> _RECORDS FOR THIS TASK_:
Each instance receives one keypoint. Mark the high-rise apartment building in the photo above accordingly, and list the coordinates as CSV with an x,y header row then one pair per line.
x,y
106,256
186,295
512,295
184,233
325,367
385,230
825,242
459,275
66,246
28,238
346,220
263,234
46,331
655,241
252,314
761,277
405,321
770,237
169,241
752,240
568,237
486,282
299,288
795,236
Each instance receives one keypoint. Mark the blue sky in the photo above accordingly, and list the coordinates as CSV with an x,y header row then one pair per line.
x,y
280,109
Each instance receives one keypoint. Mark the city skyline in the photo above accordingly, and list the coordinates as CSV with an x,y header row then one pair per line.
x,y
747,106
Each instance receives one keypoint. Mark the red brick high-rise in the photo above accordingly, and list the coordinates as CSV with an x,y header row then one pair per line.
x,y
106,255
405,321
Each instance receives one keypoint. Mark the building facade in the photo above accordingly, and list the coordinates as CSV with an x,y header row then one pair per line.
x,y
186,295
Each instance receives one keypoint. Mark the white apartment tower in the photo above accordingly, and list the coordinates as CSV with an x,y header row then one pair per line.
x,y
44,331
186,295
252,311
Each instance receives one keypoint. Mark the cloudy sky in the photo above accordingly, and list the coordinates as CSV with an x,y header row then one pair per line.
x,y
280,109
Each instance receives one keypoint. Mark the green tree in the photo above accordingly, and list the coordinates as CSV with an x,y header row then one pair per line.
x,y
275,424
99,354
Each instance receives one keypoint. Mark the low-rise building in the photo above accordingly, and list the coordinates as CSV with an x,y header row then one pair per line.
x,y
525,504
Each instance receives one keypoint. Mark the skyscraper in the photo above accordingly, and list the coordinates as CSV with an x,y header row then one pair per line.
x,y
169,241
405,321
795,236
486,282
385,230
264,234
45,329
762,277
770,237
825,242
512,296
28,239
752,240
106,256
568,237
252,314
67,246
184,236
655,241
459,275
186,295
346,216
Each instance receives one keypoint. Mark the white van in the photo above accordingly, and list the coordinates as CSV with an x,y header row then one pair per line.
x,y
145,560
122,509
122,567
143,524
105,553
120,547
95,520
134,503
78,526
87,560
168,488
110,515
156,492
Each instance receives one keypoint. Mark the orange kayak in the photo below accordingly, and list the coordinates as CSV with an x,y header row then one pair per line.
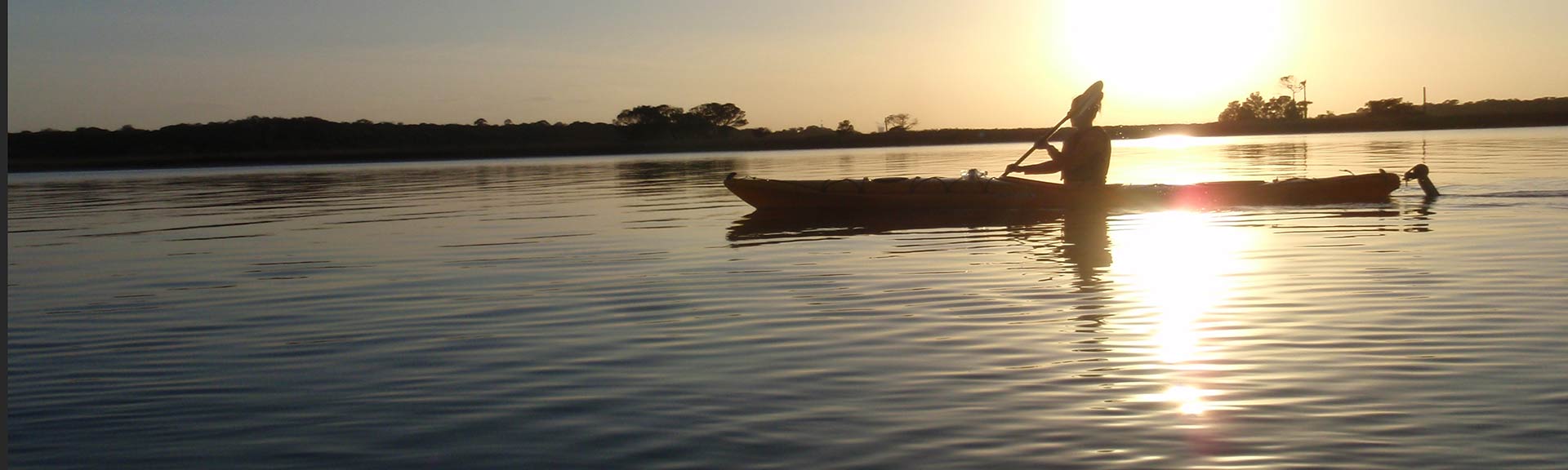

==

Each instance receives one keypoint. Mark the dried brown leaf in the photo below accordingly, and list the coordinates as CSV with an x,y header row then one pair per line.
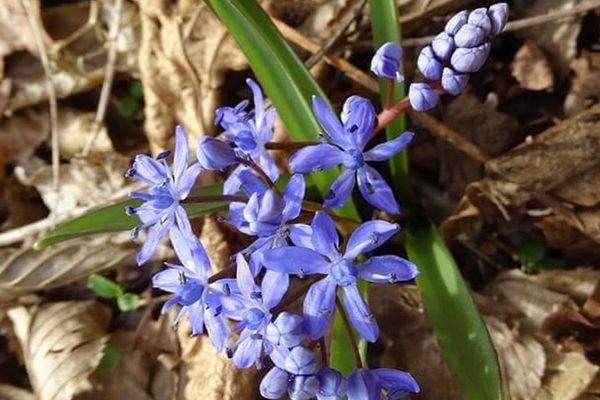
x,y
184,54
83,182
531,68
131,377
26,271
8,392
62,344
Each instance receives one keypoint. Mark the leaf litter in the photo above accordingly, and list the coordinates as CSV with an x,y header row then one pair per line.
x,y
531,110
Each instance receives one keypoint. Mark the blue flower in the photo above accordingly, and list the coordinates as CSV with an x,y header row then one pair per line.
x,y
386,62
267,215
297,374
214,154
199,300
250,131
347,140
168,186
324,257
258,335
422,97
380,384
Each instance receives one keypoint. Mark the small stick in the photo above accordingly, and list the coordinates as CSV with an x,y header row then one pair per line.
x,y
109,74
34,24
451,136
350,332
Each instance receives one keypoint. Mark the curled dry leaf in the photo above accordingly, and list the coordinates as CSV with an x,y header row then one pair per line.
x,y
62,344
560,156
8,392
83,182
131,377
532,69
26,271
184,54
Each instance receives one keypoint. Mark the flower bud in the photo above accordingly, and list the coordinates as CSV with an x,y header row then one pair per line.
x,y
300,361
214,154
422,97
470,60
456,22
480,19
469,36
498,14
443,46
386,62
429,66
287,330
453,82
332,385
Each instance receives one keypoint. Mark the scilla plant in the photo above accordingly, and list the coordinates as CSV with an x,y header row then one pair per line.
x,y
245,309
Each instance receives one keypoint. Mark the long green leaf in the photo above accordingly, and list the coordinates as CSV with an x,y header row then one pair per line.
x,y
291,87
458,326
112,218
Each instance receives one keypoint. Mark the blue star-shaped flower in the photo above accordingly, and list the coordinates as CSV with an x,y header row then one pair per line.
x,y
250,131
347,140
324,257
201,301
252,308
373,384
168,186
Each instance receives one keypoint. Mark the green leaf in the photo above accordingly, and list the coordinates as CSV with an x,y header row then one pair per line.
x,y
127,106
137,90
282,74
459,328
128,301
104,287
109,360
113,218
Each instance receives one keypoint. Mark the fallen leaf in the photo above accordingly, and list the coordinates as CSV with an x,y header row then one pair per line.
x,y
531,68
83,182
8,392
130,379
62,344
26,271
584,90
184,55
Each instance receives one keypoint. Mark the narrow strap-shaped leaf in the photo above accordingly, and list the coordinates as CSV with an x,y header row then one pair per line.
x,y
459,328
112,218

> _EXERCISE DETAILS_:
Word for word, restate the lines above from the line containing "Each instance receives one keypoint. Mark the low-rise" through the line containing "Each instance receives one keypoint. Mark the orange", with both included and nothing else.

> _EXERCISE RESULT_:
Each instance receives one keypoint. Mark the low-rise building in the photo above accordingly, and list the coordinates as CSV with an x,y header row then one pair per line.
x,y
525,504
Each instance receives one keypoint. Mark the skyscraper in the photo above accordingly, and list the coordinates as CSV with an x,y header row then one pair per line.
x,y
169,241
405,321
795,236
486,282
385,230
264,234
45,329
762,277
770,237
825,242
512,296
28,239
752,240
106,256
568,237
252,314
67,246
184,236
655,241
459,275
186,295
346,216
Each instance receives one keypoint. Mark the white van in the photo above accordingly, and list the coordinates as CSV with an x,y header row then one pair per line.
x,y
145,560
122,509
122,567
143,524
105,553
120,547
95,520
134,503
78,526
87,560
168,488
110,515
156,492
Each instance receives one keypoint. Mark the orange kayak in the photo below accordingly, and list the coordinates as CSV with an x,y header row then one pair per line.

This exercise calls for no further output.